Kültür-sanata ilgi duyma oranının yüksek olduğu bir semtte olmak mutluluk verici. Sanat, içinde oldukça insanın hayata bakışını olumlu yönde değiştiren, stresi azaltan, insanın kendini gerçekleştirmesine, keşfetmesine olanak sağlayan bir alan ve Kadıköy’de bu alana dönük ilginin sonuçlarını görebilmek mümkün. Benzer ilgi alanları, aynı duyguyu paylaşma hali aslında bir ortaklaşma da açığa çıkarıyor ve bu durumun süregelmesi yaşayan topluluk açısından bir kültür haline geliyor. Kadıköy’ün sinema-tiyatro salonları, barlar sokağı, Süreyya Operası, sınırları boyunca uzanan sahili ve bu alanlarda geçirilen sürekli zamanla birlikte ortaklaşan ve oturan bilindik bir yapısı var. Bütün bunlar Kadıköy’ü çok özel bir yer haline getiriyor. TAKSAV’ın, bu yerlerin çok olması ya da artmasını kendi açısından herhangi bir yandan ele alıp dezavantaj olarak görmesi pek mümkün değil.
-------
## Görev
Kadıköy'deki sanat ilgisini anlatan metne göre sanat, insanın hayata bakışını hangi yönde değiştirir? Kayıtların bu çalışmayla hiçbir ilgisi yoktur.
-------
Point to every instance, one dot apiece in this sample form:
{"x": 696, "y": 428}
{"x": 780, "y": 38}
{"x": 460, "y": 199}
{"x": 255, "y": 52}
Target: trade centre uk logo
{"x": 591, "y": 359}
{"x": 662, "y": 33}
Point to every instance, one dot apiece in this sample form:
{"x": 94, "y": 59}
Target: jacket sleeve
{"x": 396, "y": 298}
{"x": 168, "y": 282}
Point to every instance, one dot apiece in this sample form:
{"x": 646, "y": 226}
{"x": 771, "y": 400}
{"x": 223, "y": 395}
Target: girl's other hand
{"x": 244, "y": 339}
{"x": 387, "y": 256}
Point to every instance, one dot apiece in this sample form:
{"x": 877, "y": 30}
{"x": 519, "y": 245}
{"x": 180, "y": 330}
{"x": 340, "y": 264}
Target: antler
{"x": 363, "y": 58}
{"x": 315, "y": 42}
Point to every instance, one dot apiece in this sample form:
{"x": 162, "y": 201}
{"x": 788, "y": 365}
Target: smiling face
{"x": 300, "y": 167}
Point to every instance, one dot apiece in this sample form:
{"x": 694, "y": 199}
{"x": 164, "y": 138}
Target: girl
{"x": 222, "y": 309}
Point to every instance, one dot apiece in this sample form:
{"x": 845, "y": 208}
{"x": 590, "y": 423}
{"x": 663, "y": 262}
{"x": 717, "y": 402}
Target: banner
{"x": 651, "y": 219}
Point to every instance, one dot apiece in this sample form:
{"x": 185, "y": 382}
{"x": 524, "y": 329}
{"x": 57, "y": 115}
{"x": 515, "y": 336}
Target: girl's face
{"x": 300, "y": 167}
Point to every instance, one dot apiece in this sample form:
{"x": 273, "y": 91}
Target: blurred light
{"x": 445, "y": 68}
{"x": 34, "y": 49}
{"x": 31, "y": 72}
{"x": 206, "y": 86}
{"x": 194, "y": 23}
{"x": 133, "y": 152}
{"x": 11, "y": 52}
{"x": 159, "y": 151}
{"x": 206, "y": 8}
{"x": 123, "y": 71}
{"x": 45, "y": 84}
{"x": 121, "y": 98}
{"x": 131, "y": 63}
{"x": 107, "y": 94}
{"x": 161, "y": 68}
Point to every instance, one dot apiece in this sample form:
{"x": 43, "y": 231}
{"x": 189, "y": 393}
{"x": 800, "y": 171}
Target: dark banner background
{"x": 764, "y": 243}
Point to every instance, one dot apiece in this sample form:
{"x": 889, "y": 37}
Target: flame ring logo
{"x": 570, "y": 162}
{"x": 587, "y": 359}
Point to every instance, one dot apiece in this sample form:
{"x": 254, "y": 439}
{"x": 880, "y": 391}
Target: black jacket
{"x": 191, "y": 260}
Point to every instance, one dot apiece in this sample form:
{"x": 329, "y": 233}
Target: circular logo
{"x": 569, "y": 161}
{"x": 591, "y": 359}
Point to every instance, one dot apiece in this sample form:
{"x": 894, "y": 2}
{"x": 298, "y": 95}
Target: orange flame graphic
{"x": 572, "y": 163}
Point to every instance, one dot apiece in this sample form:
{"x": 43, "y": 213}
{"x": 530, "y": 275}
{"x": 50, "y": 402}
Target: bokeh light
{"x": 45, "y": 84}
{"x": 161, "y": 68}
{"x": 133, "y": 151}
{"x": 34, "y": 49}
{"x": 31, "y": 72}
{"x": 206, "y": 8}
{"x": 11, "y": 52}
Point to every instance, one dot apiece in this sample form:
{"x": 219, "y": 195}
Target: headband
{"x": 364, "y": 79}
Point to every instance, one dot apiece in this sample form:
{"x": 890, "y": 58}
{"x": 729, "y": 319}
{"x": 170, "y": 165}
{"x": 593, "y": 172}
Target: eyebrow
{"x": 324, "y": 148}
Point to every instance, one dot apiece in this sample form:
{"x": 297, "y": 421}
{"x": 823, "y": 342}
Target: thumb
-------
## Alıştırma Sonucu
Sanat, insanın hayata bakışını olumlu yönde değiştirir.